◆ RECORDS TO USE
§ §

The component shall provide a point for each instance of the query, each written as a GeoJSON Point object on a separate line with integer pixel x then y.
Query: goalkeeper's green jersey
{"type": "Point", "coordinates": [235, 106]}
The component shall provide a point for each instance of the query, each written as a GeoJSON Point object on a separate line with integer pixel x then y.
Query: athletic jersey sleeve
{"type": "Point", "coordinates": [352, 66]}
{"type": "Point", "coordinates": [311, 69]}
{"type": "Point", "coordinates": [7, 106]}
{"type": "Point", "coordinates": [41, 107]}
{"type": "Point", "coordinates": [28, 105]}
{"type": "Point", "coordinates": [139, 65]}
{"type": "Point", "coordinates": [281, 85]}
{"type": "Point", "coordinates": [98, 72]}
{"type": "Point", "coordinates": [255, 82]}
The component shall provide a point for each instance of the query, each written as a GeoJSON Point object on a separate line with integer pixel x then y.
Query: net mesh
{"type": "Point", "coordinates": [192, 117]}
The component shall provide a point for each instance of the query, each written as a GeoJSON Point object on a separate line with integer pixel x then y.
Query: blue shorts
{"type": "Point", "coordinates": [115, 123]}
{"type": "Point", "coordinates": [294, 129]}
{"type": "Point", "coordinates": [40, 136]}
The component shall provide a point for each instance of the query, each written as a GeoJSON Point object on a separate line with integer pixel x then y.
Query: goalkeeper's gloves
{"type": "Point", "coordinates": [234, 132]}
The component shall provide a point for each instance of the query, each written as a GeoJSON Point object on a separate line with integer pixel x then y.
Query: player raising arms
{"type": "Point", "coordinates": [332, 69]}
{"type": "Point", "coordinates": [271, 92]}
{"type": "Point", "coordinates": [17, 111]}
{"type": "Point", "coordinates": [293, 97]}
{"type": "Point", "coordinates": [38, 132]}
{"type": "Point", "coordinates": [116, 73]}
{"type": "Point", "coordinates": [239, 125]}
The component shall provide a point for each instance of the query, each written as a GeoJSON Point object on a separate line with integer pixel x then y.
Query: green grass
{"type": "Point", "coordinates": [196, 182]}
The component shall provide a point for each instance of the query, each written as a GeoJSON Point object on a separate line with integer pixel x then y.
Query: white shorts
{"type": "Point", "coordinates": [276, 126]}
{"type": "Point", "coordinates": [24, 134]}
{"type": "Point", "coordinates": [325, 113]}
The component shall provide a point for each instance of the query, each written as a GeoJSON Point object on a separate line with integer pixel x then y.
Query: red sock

§ §

◆ AIM OF THE TASK
Using the material above, print every entry exactly as written.

◆ ANSWER TO THIS PROBLEM
The component shall provide a point for each instance of the query, each written as a GeoJSON Point object on a separate line with integer pixel x then y.
Query: goalkeeper's green jersey
{"type": "Point", "coordinates": [235, 106]}
The component shall provide a point for each instance of the query, each written as a GeoJSON Point object on a separate line with integer pixel x then y.
Query: athletic jersey sleeve
{"type": "Point", "coordinates": [352, 66]}
{"type": "Point", "coordinates": [311, 69]}
{"type": "Point", "coordinates": [7, 106]}
{"type": "Point", "coordinates": [41, 107]}
{"type": "Point", "coordinates": [28, 105]}
{"type": "Point", "coordinates": [139, 65]}
{"type": "Point", "coordinates": [281, 85]}
{"type": "Point", "coordinates": [98, 72]}
{"type": "Point", "coordinates": [255, 82]}
The component shall provide a point for each instance of the query, each written as a GeoJSON Point object on a separate line with integer pixel x then y.
Query: net mesh
{"type": "Point", "coordinates": [192, 117]}
The component shall provide a point for each instance of the query, each written as a GeoJSON Point object on a separate line with integer pixel x then y.
Query: blue shorts
{"type": "Point", "coordinates": [115, 123]}
{"type": "Point", "coordinates": [294, 129]}
{"type": "Point", "coordinates": [40, 136]}
The component shall provide a point for each instance of the query, each written as a GeoJSON Point object on a separate line with integer pixel x then y.
Query: goalkeeper's gloves
{"type": "Point", "coordinates": [234, 132]}
The component shall provide a point for each instance of the query, each written as a GeoJSON Point object on a separate line with integer pixel x then y.
Query: player raising arms
{"type": "Point", "coordinates": [332, 69]}
{"type": "Point", "coordinates": [271, 92]}
{"type": "Point", "coordinates": [17, 111]}
{"type": "Point", "coordinates": [293, 97]}
{"type": "Point", "coordinates": [38, 132]}
{"type": "Point", "coordinates": [116, 73]}
{"type": "Point", "coordinates": [239, 125]}
The component shall provide a point for each instance of the query, each written as a GeoJSON Point object on a separate line with integer pixel x then y.
Query: green grass
{"type": "Point", "coordinates": [196, 182]}
The component shall provide a point for each instance of the query, each written as a GeoJSON Point object on a separate line with integer pixel x then y.
Query: white shorts
{"type": "Point", "coordinates": [276, 126]}
{"type": "Point", "coordinates": [24, 134]}
{"type": "Point", "coordinates": [325, 113]}
The component shall provide a point for each instance of the query, each written as a GeoJSON Point object on a separate line with integer pixel x then y.
Query: red sock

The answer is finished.